Extracted information ->

○ ○ ○ ○ ○

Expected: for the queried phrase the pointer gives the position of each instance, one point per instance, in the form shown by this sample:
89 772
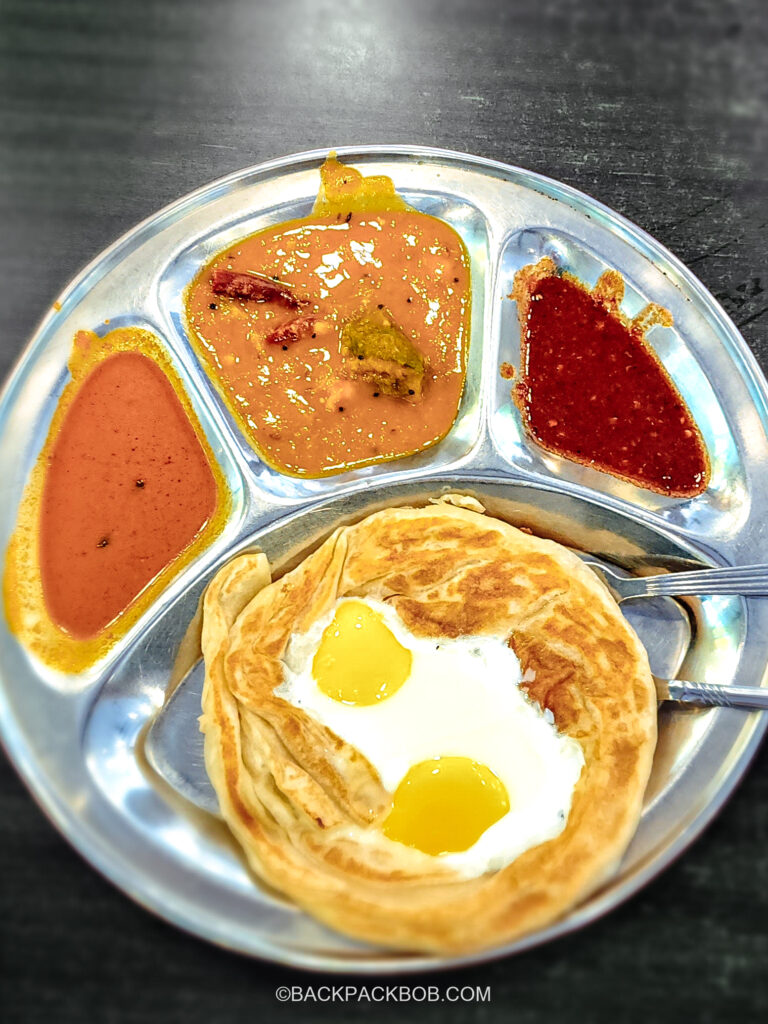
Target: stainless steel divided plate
80 742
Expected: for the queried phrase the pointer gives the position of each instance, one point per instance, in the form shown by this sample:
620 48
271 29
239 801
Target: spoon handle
747 581
712 694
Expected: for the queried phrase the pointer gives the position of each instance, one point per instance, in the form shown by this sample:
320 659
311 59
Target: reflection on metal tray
79 741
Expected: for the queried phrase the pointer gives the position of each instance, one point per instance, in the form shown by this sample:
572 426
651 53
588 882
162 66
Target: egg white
461 699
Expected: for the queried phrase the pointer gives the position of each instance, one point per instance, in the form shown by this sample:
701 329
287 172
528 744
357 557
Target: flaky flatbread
306 807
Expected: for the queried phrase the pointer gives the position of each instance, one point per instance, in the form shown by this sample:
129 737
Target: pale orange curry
291 390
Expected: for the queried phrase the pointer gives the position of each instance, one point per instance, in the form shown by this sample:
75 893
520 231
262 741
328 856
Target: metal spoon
744 581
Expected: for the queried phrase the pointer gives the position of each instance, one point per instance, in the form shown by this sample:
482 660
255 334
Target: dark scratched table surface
110 111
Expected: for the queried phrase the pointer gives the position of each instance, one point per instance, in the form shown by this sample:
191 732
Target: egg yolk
358 660
444 805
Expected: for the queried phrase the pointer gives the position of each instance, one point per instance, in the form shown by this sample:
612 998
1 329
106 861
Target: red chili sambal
592 389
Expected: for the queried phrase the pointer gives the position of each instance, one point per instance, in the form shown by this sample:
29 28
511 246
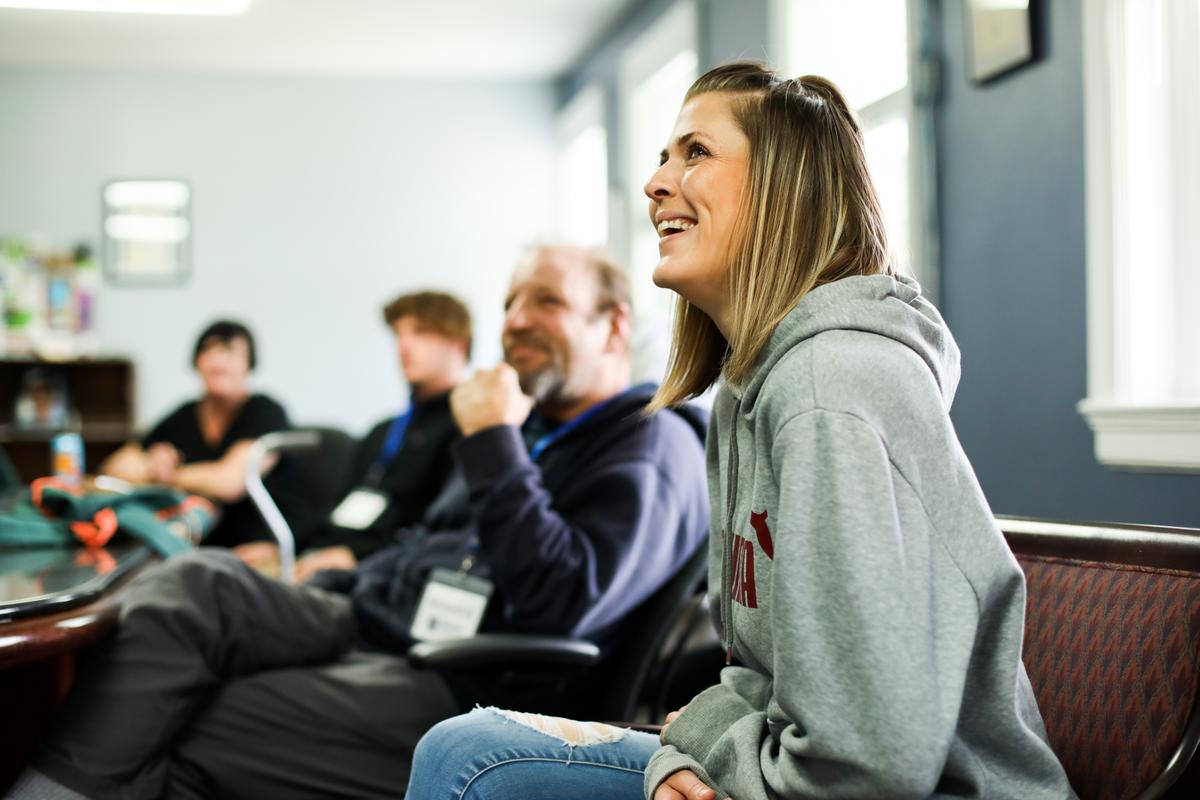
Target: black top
181 428
411 480
240 522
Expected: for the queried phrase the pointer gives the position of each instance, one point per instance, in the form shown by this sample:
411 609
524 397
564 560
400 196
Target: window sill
1150 438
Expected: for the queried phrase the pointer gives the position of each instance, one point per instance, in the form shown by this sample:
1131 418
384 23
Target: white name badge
360 509
451 606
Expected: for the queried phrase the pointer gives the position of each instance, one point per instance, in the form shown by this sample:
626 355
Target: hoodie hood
877 304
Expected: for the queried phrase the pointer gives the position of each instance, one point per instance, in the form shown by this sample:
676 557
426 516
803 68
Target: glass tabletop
42 581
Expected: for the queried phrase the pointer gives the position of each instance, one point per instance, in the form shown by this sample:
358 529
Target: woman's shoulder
847 371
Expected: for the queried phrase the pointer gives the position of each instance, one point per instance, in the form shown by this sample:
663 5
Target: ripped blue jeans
508 756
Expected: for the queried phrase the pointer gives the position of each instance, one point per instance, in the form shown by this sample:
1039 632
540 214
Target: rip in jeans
569 732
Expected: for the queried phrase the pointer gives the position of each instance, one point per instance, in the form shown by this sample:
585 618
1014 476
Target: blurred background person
203 445
403 462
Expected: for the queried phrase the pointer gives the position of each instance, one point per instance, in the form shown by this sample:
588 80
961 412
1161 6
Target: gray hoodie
859 576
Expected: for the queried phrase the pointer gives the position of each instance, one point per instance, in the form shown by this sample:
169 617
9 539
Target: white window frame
1128 433
673 32
585 110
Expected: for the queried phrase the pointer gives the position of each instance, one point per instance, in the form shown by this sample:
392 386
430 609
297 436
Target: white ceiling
460 38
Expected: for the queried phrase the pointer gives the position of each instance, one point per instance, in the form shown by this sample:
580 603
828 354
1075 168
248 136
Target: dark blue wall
1011 164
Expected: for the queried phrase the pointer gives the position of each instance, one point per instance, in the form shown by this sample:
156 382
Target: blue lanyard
543 444
395 439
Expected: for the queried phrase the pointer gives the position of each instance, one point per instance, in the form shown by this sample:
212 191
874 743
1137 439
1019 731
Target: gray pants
222 683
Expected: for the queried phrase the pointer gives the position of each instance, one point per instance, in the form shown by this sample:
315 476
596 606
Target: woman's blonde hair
810 216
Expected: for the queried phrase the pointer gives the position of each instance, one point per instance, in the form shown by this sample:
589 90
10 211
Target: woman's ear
621 324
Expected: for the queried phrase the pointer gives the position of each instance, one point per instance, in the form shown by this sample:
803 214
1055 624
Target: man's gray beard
544 386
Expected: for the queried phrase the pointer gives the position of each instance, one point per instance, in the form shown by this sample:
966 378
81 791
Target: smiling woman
857 575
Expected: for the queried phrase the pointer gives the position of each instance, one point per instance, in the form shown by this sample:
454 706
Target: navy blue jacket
574 541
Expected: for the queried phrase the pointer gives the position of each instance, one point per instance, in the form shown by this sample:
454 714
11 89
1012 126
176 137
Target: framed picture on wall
1000 36
147 232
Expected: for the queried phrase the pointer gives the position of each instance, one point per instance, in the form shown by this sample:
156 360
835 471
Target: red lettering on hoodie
759 522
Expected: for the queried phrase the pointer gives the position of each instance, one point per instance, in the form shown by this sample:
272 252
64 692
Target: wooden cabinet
99 403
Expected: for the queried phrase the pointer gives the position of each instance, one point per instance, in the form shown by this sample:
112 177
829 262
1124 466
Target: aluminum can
66 457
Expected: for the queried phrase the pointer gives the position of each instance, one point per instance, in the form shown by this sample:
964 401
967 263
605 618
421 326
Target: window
655 72
582 208
873 71
1143 110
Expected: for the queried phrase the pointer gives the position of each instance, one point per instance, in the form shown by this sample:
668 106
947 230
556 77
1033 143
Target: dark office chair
573 677
322 459
1113 651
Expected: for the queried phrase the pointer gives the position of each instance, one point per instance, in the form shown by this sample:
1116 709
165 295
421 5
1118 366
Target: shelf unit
101 396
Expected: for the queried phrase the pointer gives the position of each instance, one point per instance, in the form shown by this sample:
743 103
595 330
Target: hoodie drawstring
731 498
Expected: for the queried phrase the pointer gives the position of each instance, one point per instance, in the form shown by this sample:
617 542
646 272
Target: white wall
315 200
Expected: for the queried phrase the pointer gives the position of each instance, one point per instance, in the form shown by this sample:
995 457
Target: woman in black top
203 445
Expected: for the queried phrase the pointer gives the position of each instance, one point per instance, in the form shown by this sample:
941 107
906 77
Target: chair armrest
501 649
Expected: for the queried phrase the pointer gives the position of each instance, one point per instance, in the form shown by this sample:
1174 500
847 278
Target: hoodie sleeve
858 707
577 563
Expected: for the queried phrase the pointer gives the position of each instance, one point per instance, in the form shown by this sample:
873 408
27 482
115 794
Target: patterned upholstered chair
1113 650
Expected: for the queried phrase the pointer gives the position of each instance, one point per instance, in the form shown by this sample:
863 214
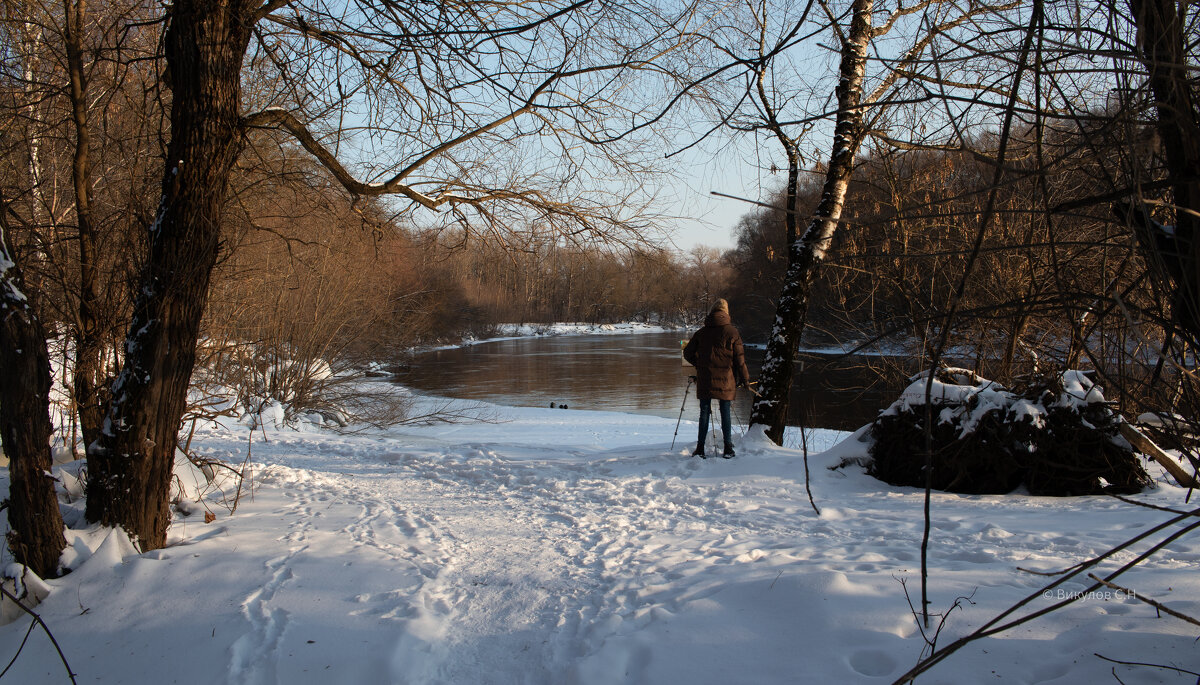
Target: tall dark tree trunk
89 348
36 535
809 250
131 464
1161 37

○ ○ ○ ○ ○

Copy each line above precisely, dropping the pictures.

Expected: for the queried phrase the pointer gives the position of each instance, one point per instance, in the form shown by this sample:
89 772
Target: stainless steel divided plate
80 742
Expected: for the queried phrase the pointer gives the position of each instance, one point per instance, in the form shown by this sample:
620 48
271 29
239 801
Target: spoon handle
747 581
712 694
Expected: for the queried phrase the pointer gives the position of each instance, one point per instance, in the form shown by this sample:
320 659
311 59
Target: reflection on metal tray
79 741
Expected: for the queried phrase the pointer gives the position of each instance, one point per instance, in the form shown by this sample:
572 426
651 53
588 882
162 66
Target: egg white
461 699
Expected: for the queried phrase the pointer gives the position of each instance, one point per instance, in the form shown by this sample:
701 329
287 172
528 744
357 557
Target: flaky flatbread
306 807
Expected: for the queried phrase the pointer gives the position of each instance, one point per instance, in the form shown by this sample:
129 737
Target: pale orange curry
291 390
Expected: for the queried phrase the pointer gives the position of each instance, one point per instance, in the form shown by this sample:
75 893
520 231
262 741
328 856
Target: metal spoon
744 581
Expected: for the queried phrase the pointer gives the position of each instance, one point per instance, in the form shown by this sample:
482 660
255 334
Target: dark scratched table surface
110 111
Expected: for the queried phrase the pointer gives the position of each instance, one point per instance, in the form shown by this sample:
191 732
Target: egg yolk
358 660
444 805
Expected: for the queried phrase the pointer gives the position of each instance, one point per instance, in the form shown by this sample:
612 998
1 329
106 861
Target: red chili sambal
592 389
Expected: for the queried phrase the pointer gives the position of each instance, one point per instance, in the form shown by this sample:
29 28
511 246
Target: black top
181 428
411 480
240 522
Expected: for the queried phrase the pointer gives the position of each instance, one point per instance, in the form shown by this sample:
411 609
524 397
564 560
400 196
Target: window sill
1150 438
Expected: for the queried phrase the pointer gives the position of each instance, one point per instance, in the form shown by this sample:
1131 418
384 23
Target: white name badge
360 509
451 606
Expected: for the queried phrase the pointer gives the position of each instance, one point per instance, in the form shown by this sample:
626 355
Target: hoodie hood
877 304
Expected: for the queried phrase the pointer gives the position of each instance, one point per instance, in the form shown by this sample:
676 557
426 516
803 68
Target: glass tabletop
42 581
Expected: for the queried phrase the pointer gives the position of each instance, one point per instance, in the form shown by this sample:
358 529
Target: woman's shoulder
847 371
Expected: for the queried phrase the pointer gives the position of each instance, one point per instance, in the form shown by this sample:
663 5
Target: ripped blue jeans
508 756
Expected: for the queried phrase the pointer gives the position of each instance, one point per instance, in the form shown by this sample:
1039 632
540 214
Target: rip in jeans
569 732
Expected: for the queried phrase the pointer gives the position of each instance, one point per instance, in the form shown by this sample:
585 618
1014 476
Target: blurred background person
203 445
403 462
Expected: for the queried phrase the pointer gives the position of each instance, one point per instance, in the form shown by this sample:
588 80
961 412
1161 6
Target: gray hoodie
859 576
Expected: for the queried phrase the pointer gives the position of each instance, one point per instance, in the form shown by this sample:
169 617
9 539
Target: white window frame
1128 433
673 32
585 110
Expected: for the queried phrase the pointer gives the position of each instance, one point per instance, in the form shown by this sample:
392 386
430 609
297 436
Target: white ceiling
460 38
Expected: for the queried phrase the pointer gives the position of each instance, one point per instance, in the form shown by this sample:
580 603
828 354
1075 168
248 136
Target: dark blue wall
1011 164
Expected: for the queried phrase the pointer gives the position of each instance, one point per instance, in the form shown by this sample:
156 382
Target: blue lanyard
543 444
395 439
Expected: for the queried phrase the pointer gives the position of each instance, one point per instance, in the form shown by this sample:
212 191
874 743
1137 439
1019 731
Target: gray pants
222 683
Expected: for the queried phrase the pointer gives the position of each instance, one point per instance, in the form shown by this sample:
315 476
596 606
Target: woman's blonde hair
810 216
Expected: for the queried phrase the pointer gives the position of each instance, one point per instance, in the form shown by this sample:
589 90
10 211
Target: woman's ear
621 324
Expected: for the queried phrase the pointer gives the position of each instance, one point per instance, in the form shown by this sample:
803 214
1055 624
Target: man's gray beard
544 386
Expected: for the queried phrase the pointer gives the position of each instance, one point per instance, in the form shown by this sample:
966 378
81 791
Target: smiling woman
857 575
Expected: for the queried phrase the pointer gives the position of each instance, one point per instance, in the form shown by this sample:
454 706
Target: navy blue jacket
574 541
Expected: for the queried phrase the pointer gives the position of each instance, one point per instance, in the form shown by this sample:
454 714
11 89
1012 126
176 137
Target: framed picture on wall
1000 36
147 232
Expected: for the queried phrase the pointer gives the position of each instance, one point per instance, in the form shown by this sample:
156 360
835 471
Target: red lettering on hoodie
759 522
Expected: for the queried phrase the pointer gives the position of each instance, one point per instance, in the form shown by this sample:
272 252
64 692
Target: wooden cabinet
99 403
Expected: for the queried phrase the pointer gives the position of each instance, one point per instance, in the form shown by this sample:
112 177
829 262
1124 466
Target: aluminum can
66 457
Expected: for the queried phrase the pointer gives the position of each instance, one point per instance, in the form shown by this sample:
964 401
967 263
605 618
421 326
Target: window
655 72
582 208
873 71
1143 110
Expected: for the queried phrase the pointer gives the position of each instance, one point per instance, in the form shown by this sample:
668 106
947 230
556 77
1033 143
Target: dark office chair
573 677
322 459
1113 651
Expected: for the queried phrase the pointer gives the position of each instance, one point per instance, in the form shown by this sample:
1116 709
165 295
421 5
1118 366
Target: shelf unit
101 396
Expected: for the queried phrase the pointer gives the position of each instance, one point per instance, in the form shown by this sample:
743 103
595 330
Target: hoodie drawstring
731 498
Expected: for the queried phrase the pointer gives the position of each instance, one point per instance, in the form shown by this sample:
617 542
646 272
Target: white wall
315 200
Expected: for the queried phrase the pointer gives the position of each instance, one point per instance, in the form shown by this sample:
995 457
Target: woman in black top
203 445
Expected: for the queried phrase the pointer gives the position of each instance, one point per instance, in the form shown by this sample:
941 107
906 77
Target: chair armrest
501 649
Expected: for the queried phrase the pointer gives the position of each instance, one point per instance, in the form shown by this sample:
1174 500
847 278
Target: hoodie sleeve
858 707
577 563
Expected: for the queried phrase the pointer gives the position of each instance, one point per instance, in the form shown by this sample:
873 408
27 482
115 794
Target: patterned upholstered chair
1113 650
Expected: for the queried phrase the pointer gives the position of each instance, one point per instance, in the form shown by this sample:
863 214
Target: tall dark tree trunk
89 348
36 535
809 250
131 464
1161 37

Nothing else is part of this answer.